- [STATED EXERCISE]: How many lines in the rows contain the word "curtain"? Give only the number.

- [INFORMATION GIVEN]:
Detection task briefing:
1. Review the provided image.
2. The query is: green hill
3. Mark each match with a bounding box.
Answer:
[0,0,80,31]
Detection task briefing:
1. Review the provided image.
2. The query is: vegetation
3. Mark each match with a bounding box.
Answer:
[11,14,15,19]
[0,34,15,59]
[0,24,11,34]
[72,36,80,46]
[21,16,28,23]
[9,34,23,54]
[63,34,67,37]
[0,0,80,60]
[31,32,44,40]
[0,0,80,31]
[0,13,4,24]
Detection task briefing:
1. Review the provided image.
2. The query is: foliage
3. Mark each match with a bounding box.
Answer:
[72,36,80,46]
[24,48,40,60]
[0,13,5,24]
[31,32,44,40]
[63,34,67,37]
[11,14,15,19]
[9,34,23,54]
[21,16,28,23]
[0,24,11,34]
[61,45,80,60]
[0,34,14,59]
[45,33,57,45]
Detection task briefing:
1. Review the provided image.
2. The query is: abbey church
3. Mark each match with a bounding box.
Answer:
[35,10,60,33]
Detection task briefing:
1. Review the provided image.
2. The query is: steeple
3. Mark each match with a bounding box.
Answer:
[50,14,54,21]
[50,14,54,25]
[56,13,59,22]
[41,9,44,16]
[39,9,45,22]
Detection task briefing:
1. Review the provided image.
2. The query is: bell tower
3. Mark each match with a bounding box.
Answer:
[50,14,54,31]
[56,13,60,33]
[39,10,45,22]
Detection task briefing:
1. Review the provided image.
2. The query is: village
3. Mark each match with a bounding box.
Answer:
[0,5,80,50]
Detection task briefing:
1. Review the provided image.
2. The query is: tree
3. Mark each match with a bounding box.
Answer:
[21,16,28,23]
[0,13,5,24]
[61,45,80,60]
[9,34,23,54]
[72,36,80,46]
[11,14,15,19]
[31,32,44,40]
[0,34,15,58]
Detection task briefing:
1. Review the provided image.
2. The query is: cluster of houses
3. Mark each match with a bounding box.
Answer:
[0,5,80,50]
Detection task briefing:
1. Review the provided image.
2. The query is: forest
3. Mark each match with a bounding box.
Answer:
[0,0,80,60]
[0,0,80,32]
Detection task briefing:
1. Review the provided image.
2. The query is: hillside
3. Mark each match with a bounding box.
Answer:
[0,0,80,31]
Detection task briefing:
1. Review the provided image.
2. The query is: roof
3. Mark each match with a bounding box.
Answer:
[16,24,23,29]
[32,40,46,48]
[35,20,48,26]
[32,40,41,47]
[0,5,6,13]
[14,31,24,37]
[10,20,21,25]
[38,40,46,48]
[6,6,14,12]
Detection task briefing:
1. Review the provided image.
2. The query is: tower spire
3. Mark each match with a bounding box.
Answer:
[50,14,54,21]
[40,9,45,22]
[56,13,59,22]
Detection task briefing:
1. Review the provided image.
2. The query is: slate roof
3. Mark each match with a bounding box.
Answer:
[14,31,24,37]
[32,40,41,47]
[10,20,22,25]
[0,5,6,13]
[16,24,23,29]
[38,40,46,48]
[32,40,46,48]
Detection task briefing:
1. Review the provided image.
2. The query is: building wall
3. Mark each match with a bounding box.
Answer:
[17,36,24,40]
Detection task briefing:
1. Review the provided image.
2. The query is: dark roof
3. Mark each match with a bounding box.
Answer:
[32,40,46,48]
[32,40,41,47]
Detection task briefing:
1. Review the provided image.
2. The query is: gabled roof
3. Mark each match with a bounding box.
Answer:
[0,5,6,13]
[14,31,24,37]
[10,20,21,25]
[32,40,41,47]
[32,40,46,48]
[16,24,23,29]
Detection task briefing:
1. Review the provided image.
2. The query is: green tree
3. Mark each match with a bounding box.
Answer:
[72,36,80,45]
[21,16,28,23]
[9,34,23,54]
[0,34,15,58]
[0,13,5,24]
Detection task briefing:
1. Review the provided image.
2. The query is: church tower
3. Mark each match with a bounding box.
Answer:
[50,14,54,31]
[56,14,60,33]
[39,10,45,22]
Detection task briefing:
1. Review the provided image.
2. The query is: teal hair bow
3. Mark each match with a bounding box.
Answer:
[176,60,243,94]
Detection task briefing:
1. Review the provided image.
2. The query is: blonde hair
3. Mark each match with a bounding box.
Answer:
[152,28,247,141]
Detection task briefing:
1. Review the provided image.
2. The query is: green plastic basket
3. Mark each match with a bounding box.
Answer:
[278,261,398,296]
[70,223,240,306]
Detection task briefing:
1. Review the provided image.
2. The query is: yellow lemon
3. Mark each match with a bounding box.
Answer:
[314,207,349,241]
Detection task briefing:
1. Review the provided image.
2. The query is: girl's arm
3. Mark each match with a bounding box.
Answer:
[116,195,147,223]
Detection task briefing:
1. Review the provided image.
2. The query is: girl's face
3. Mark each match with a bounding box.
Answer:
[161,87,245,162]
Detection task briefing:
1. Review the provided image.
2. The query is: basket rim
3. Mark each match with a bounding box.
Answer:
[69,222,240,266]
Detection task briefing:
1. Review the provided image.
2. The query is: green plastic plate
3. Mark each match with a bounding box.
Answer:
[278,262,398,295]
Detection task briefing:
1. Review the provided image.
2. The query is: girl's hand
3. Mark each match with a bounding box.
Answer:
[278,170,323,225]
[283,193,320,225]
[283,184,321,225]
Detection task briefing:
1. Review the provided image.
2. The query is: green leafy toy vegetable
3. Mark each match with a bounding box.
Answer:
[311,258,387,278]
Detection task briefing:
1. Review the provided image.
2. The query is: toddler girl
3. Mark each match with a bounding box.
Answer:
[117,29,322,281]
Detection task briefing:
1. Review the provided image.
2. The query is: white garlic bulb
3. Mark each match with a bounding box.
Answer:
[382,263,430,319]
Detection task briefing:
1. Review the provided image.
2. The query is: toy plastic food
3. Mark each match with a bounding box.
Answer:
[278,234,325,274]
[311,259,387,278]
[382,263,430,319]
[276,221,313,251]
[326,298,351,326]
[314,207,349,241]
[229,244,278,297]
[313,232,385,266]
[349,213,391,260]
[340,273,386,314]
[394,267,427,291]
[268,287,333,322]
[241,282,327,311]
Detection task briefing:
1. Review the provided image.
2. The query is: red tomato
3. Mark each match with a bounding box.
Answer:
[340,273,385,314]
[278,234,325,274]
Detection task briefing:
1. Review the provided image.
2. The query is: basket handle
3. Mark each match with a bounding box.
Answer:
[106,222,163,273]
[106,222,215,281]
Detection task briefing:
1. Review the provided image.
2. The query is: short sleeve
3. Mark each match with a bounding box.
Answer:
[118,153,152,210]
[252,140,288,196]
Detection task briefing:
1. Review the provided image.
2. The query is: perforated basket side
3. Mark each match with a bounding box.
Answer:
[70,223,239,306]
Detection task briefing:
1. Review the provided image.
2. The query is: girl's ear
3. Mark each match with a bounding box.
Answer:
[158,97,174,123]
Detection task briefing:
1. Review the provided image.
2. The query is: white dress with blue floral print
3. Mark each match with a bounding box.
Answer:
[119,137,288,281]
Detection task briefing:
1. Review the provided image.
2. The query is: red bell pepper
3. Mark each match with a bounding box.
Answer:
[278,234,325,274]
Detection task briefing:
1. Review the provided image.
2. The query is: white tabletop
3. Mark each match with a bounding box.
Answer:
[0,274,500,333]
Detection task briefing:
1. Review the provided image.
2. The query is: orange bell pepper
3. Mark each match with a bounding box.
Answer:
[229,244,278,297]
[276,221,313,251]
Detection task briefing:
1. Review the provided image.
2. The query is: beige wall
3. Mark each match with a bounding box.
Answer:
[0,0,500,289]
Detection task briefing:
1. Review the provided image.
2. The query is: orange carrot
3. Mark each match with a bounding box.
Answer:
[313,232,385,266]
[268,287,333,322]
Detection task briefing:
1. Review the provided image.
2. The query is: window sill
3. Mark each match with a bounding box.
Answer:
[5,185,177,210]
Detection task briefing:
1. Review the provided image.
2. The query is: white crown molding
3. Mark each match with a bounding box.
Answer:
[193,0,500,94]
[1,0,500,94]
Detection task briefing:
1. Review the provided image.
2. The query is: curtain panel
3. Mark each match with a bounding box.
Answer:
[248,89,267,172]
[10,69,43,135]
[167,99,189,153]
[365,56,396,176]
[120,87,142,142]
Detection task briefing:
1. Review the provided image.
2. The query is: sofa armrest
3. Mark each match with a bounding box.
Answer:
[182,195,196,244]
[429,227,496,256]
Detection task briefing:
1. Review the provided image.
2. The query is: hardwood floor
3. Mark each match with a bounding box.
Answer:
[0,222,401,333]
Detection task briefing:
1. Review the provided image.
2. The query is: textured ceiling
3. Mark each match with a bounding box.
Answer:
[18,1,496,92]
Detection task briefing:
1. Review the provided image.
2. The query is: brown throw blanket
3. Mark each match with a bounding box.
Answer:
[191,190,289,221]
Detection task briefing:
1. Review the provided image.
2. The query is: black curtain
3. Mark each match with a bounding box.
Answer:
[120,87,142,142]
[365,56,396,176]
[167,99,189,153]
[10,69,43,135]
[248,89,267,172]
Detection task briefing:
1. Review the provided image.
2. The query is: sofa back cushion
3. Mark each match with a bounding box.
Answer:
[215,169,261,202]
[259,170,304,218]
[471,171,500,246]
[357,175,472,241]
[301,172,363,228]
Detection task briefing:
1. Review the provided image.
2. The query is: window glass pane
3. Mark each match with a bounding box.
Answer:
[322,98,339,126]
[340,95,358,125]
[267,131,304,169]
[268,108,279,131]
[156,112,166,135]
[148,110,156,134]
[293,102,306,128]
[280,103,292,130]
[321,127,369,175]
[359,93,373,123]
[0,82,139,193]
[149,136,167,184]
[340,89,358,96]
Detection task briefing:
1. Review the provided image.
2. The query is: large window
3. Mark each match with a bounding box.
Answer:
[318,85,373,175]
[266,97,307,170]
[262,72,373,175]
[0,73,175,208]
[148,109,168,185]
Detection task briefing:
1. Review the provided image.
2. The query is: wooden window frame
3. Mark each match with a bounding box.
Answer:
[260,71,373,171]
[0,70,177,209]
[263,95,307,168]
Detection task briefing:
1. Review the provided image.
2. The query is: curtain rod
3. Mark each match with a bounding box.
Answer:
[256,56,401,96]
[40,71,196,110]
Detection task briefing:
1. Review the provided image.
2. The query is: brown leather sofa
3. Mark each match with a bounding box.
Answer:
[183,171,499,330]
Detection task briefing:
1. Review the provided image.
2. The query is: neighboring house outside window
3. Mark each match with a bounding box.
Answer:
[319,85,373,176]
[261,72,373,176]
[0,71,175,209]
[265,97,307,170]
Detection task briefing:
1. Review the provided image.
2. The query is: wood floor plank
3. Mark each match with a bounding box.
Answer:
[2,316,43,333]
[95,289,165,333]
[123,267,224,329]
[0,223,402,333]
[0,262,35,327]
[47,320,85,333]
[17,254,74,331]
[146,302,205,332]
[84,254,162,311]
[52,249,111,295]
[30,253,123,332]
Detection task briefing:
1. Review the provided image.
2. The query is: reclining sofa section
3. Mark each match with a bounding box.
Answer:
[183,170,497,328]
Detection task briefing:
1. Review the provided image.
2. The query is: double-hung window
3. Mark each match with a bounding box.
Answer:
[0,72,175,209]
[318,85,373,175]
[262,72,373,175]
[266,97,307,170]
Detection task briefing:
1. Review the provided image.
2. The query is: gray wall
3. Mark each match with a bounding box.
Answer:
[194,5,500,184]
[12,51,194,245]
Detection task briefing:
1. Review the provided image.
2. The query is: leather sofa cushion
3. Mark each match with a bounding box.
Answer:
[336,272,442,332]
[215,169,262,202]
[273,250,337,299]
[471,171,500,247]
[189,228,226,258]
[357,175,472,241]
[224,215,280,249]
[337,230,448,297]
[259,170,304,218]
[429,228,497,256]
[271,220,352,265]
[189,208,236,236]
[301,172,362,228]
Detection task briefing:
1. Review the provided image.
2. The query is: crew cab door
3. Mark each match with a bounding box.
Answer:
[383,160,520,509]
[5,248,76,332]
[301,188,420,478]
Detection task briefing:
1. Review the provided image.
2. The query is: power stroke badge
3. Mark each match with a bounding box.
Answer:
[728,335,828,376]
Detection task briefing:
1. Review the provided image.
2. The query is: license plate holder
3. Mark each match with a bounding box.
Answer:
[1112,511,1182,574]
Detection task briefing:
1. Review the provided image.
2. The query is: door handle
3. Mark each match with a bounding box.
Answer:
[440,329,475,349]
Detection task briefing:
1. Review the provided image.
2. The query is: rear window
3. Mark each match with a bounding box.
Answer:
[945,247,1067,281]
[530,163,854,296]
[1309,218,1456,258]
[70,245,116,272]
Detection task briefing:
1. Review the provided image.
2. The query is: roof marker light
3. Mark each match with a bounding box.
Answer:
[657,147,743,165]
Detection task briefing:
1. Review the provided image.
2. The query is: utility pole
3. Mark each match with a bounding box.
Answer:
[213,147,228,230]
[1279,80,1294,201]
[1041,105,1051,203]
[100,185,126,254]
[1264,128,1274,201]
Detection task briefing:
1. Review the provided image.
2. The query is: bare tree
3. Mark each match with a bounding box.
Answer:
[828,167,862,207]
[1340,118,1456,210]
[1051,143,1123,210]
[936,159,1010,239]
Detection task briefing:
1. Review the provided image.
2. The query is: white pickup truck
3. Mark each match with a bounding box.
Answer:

- [COMPLETE OUTPUT]: 3